**Problem to solve**
Your answer should be the exact lines of the records, starting with the one containing "sofa leg, the" and running to the end.
Segment Start: Data
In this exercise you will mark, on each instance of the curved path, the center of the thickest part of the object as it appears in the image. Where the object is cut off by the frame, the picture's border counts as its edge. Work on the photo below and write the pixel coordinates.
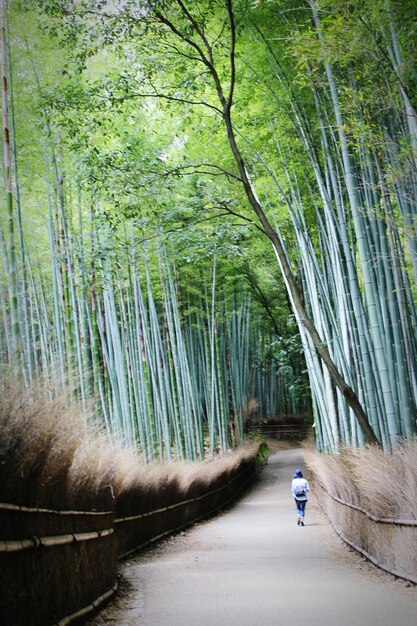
(254, 566)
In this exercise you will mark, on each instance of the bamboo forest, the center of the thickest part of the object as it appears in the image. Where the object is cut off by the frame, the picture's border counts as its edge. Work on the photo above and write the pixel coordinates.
(210, 216)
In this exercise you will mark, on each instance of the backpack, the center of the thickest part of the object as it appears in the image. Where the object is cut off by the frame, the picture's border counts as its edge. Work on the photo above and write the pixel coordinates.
(299, 491)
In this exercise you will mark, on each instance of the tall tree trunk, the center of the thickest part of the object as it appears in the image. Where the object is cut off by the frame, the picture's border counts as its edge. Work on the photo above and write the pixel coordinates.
(9, 195)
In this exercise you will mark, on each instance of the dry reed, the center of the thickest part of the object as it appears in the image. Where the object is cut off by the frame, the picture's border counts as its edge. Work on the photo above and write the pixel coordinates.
(384, 484)
(50, 458)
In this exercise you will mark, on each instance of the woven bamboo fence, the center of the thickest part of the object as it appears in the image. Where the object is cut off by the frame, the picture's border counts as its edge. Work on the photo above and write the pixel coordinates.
(389, 543)
(58, 566)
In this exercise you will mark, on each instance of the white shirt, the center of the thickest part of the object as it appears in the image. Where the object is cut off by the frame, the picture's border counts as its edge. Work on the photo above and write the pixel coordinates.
(300, 482)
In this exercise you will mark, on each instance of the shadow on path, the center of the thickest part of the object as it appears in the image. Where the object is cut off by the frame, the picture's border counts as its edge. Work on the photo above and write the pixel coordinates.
(253, 566)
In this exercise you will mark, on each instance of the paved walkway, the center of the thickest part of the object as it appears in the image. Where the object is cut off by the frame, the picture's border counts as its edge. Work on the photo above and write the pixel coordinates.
(253, 566)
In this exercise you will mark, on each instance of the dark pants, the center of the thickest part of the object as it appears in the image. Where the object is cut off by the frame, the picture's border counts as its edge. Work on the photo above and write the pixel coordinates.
(301, 506)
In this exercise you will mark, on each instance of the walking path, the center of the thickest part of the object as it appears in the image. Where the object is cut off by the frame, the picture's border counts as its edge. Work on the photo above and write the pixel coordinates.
(253, 566)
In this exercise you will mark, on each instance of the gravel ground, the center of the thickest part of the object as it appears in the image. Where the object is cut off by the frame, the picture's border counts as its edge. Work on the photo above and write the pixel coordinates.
(253, 565)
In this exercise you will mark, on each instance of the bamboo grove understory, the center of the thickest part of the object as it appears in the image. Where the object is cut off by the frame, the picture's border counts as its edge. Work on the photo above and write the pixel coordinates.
(295, 123)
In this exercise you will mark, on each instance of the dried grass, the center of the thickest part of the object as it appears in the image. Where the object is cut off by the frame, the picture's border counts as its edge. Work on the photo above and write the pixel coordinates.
(383, 484)
(50, 458)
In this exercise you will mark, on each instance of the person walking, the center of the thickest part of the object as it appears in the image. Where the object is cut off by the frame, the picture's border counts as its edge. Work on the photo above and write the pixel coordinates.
(299, 490)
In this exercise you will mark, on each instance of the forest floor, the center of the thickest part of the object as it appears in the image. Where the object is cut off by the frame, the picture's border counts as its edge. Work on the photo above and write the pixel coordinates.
(252, 564)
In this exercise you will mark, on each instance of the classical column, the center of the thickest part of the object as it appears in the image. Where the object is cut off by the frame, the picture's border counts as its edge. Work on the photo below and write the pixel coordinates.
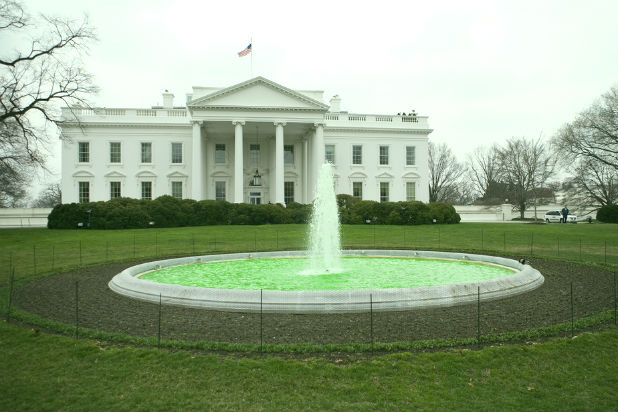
(196, 161)
(317, 155)
(238, 162)
(305, 171)
(279, 166)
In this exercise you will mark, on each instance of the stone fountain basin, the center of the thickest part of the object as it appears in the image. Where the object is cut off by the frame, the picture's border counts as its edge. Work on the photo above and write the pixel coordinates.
(129, 284)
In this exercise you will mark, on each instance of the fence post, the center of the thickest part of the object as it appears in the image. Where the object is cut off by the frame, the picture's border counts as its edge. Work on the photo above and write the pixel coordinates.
(482, 241)
(478, 315)
(11, 280)
(159, 323)
(572, 312)
(605, 260)
(615, 301)
(558, 246)
(76, 310)
(371, 317)
(261, 319)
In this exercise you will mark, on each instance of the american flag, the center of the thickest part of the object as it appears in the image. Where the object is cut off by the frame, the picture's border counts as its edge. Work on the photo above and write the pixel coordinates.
(245, 51)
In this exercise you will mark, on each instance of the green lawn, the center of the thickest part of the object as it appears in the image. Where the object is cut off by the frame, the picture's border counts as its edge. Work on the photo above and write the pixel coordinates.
(48, 372)
(45, 372)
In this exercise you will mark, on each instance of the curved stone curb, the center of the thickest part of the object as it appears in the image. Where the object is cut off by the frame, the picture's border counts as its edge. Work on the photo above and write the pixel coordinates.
(330, 301)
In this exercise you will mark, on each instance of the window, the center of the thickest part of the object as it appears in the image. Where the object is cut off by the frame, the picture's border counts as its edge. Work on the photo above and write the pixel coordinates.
(84, 192)
(255, 198)
(410, 191)
(410, 155)
(146, 152)
(357, 190)
(357, 155)
(176, 152)
(114, 190)
(383, 191)
(84, 152)
(114, 152)
(219, 153)
(329, 153)
(219, 190)
(147, 190)
(254, 154)
(383, 155)
(288, 154)
(288, 192)
(177, 190)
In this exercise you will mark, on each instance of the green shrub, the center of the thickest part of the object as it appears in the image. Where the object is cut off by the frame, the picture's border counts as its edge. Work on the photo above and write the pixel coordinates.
(608, 214)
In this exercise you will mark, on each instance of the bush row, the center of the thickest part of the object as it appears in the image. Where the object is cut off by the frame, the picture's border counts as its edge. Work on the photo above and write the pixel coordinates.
(167, 211)
(353, 211)
(608, 214)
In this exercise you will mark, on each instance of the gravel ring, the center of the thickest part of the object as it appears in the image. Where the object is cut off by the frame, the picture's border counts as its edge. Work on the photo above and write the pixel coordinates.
(53, 297)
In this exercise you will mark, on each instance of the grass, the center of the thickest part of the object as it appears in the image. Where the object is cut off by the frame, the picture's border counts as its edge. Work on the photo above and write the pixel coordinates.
(48, 372)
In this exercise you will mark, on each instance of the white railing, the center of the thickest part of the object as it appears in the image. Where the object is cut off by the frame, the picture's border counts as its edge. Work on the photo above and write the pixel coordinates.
(81, 113)
(395, 121)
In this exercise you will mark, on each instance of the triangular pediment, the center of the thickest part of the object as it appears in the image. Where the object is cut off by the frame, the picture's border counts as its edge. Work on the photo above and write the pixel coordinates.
(411, 175)
(177, 175)
(258, 93)
(384, 175)
(115, 174)
(83, 173)
(145, 174)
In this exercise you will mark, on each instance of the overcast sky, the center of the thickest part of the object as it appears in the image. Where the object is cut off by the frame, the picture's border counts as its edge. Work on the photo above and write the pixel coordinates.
(483, 71)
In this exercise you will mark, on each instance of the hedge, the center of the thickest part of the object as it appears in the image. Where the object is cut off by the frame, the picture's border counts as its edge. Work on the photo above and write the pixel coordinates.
(608, 214)
(167, 211)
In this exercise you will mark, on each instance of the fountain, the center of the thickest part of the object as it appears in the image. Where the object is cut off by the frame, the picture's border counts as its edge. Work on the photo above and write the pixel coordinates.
(324, 279)
(324, 237)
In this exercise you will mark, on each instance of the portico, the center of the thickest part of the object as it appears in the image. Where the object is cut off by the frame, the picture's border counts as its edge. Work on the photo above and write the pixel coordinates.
(256, 127)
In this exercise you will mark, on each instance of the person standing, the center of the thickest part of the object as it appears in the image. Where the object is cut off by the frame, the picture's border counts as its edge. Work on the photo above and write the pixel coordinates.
(565, 213)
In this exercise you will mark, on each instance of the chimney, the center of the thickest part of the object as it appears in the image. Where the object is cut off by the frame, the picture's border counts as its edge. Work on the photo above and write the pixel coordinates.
(168, 100)
(335, 104)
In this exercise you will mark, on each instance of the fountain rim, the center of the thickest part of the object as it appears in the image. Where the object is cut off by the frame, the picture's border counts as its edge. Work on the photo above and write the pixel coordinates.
(128, 284)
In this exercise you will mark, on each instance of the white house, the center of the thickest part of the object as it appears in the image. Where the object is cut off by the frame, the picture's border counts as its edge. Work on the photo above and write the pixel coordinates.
(254, 142)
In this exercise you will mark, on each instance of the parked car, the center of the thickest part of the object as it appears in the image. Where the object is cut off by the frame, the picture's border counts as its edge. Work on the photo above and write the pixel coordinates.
(554, 216)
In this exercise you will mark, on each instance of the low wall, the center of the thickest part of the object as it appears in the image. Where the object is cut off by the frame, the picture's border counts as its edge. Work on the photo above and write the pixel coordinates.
(505, 212)
(24, 217)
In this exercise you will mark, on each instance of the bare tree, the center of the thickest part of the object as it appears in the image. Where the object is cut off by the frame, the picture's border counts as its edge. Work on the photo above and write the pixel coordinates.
(593, 184)
(483, 171)
(34, 81)
(444, 173)
(593, 134)
(525, 166)
(49, 197)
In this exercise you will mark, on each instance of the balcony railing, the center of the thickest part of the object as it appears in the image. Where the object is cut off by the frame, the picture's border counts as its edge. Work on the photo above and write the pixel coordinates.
(394, 121)
(98, 113)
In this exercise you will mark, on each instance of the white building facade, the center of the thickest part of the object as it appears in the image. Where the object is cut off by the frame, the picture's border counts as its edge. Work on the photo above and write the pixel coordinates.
(254, 142)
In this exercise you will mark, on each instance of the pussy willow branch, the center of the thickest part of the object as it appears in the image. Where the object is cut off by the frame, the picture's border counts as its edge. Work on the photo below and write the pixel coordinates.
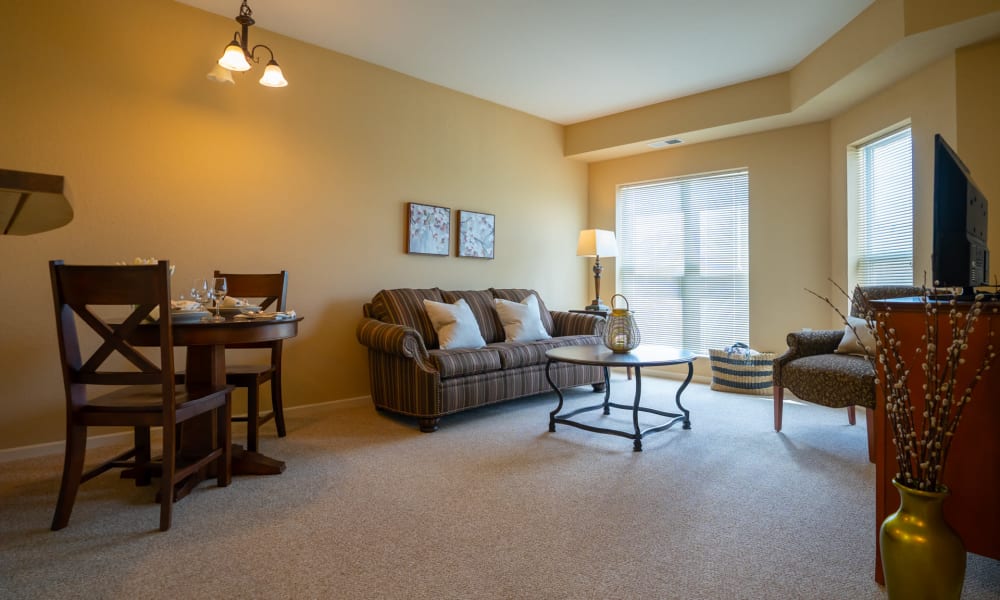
(921, 454)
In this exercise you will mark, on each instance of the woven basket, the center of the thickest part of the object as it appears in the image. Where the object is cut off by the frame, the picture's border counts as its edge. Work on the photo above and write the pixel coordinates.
(742, 373)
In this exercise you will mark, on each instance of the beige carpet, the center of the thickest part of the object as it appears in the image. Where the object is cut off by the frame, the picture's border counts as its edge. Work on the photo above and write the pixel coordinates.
(490, 506)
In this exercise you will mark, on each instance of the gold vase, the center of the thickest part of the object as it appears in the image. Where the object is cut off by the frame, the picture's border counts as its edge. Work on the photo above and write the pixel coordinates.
(922, 556)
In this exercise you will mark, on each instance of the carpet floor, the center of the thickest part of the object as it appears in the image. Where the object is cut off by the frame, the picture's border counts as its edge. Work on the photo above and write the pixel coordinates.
(492, 505)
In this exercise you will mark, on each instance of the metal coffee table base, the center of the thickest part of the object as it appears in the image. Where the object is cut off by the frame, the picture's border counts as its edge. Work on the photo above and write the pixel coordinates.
(638, 433)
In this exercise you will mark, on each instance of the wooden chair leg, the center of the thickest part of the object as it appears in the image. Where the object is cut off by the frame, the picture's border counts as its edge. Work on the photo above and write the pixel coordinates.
(253, 416)
(779, 401)
(167, 476)
(143, 457)
(870, 426)
(224, 433)
(76, 446)
(277, 405)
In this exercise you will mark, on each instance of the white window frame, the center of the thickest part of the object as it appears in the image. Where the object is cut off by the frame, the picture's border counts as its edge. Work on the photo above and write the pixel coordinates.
(687, 289)
(882, 239)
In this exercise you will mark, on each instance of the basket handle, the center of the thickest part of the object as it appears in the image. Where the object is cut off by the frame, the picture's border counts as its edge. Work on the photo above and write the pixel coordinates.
(619, 296)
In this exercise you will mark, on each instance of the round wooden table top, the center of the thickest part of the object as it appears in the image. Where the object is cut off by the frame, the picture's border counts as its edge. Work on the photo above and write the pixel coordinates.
(231, 331)
(642, 356)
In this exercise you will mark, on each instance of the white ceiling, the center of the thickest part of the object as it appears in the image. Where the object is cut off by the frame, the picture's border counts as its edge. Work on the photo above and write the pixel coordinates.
(562, 60)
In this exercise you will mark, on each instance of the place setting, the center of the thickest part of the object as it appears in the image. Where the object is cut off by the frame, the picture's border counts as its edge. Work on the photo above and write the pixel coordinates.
(211, 303)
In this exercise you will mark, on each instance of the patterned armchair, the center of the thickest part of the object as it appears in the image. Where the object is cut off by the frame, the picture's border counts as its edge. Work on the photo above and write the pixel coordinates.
(813, 370)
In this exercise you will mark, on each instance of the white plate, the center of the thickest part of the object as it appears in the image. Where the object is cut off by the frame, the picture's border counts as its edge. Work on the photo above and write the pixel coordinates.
(231, 311)
(188, 316)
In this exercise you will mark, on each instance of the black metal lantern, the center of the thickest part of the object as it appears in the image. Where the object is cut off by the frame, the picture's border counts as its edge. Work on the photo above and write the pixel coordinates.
(621, 334)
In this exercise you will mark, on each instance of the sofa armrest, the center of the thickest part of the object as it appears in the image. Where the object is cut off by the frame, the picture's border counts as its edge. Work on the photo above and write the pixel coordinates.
(567, 323)
(394, 339)
(807, 343)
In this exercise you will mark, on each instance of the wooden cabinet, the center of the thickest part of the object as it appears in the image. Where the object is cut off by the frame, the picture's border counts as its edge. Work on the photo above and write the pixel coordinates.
(972, 471)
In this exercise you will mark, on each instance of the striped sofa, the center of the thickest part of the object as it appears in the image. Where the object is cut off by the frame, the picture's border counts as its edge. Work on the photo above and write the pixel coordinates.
(411, 375)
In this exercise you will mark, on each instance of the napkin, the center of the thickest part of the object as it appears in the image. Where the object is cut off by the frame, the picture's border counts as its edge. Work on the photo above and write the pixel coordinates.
(175, 307)
(230, 302)
(277, 316)
(182, 305)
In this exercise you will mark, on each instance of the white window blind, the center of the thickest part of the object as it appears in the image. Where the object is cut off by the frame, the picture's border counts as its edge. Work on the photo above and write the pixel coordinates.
(683, 261)
(885, 211)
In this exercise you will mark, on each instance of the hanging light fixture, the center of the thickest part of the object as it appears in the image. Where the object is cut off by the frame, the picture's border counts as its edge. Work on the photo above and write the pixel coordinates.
(238, 55)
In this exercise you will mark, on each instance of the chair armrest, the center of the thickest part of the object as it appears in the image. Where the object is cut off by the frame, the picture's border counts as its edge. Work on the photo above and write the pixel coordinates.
(810, 343)
(394, 339)
(807, 343)
(567, 323)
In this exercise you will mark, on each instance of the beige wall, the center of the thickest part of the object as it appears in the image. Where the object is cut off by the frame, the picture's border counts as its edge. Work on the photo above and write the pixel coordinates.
(978, 87)
(312, 178)
(927, 101)
(789, 236)
(798, 185)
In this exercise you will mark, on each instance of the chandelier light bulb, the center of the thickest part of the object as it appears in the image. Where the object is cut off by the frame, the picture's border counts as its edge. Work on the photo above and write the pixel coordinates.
(273, 77)
(234, 58)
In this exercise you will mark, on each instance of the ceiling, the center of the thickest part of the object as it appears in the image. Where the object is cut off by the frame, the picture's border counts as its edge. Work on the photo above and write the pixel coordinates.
(562, 60)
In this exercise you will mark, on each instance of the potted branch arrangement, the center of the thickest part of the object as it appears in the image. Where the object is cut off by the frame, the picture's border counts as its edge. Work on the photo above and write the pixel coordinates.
(922, 557)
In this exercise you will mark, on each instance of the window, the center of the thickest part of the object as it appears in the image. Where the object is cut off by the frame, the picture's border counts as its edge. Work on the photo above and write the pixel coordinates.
(683, 261)
(884, 244)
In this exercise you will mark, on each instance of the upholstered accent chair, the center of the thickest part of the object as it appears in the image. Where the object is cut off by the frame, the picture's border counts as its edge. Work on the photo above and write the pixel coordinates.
(815, 372)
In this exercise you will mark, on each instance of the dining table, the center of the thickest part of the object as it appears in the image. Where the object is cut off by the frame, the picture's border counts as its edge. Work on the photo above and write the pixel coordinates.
(206, 363)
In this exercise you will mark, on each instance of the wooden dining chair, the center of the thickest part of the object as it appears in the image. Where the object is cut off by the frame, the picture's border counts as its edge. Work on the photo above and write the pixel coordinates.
(270, 289)
(143, 394)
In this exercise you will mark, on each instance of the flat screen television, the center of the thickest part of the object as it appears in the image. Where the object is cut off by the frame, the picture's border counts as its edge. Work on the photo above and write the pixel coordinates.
(960, 256)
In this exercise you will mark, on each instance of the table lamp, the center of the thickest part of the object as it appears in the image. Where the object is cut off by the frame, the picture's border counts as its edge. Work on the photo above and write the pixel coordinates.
(597, 243)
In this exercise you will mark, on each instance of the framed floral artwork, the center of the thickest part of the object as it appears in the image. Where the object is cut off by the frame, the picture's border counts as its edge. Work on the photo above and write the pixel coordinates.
(476, 234)
(428, 229)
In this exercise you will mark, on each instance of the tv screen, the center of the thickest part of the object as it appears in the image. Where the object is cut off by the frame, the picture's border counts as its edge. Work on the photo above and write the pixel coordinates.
(960, 255)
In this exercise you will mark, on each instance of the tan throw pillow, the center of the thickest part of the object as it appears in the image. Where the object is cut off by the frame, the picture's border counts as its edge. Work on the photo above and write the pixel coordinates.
(521, 320)
(851, 344)
(455, 324)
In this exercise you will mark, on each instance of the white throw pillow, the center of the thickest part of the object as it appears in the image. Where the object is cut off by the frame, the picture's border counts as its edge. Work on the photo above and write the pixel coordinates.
(851, 344)
(521, 320)
(455, 324)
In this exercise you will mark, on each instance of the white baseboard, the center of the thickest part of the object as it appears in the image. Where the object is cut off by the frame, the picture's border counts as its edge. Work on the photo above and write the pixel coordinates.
(125, 437)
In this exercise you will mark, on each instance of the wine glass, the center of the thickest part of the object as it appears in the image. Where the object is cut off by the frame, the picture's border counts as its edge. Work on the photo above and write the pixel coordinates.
(218, 292)
(199, 291)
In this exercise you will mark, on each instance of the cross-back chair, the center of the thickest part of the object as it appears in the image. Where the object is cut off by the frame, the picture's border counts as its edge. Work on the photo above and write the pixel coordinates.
(816, 369)
(143, 393)
(271, 290)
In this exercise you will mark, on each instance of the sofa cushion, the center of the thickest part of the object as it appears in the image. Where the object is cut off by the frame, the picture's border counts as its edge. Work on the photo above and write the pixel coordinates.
(405, 306)
(521, 321)
(525, 354)
(481, 303)
(518, 295)
(465, 361)
(454, 324)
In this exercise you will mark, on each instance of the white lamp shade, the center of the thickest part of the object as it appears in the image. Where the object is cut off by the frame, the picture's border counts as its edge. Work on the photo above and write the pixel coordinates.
(221, 75)
(597, 242)
(273, 77)
(234, 58)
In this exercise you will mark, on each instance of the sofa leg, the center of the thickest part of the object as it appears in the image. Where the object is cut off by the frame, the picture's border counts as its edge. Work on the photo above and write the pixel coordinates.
(870, 426)
(779, 398)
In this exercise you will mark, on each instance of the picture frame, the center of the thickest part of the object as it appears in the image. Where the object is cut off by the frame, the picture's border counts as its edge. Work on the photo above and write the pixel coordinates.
(476, 234)
(428, 229)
Segment End: Data
**Response below**
In this exercise you will mark, on each instance of the sofa leg, the center of the thickest part of the object as it appears in the image. Where the object is cut off by the frame, the picture's border counts as its edge. Work on the photo above and write the pixel coordinates.
(870, 426)
(779, 398)
In this exercise you will mark, on each instance of the picture frame, the center of the thickest part of the object as it appears in the image. Where the object is cut off by the frame, the picture's border counts as its edge. Work on the photo above and write the pixel coordinates.
(476, 234)
(428, 229)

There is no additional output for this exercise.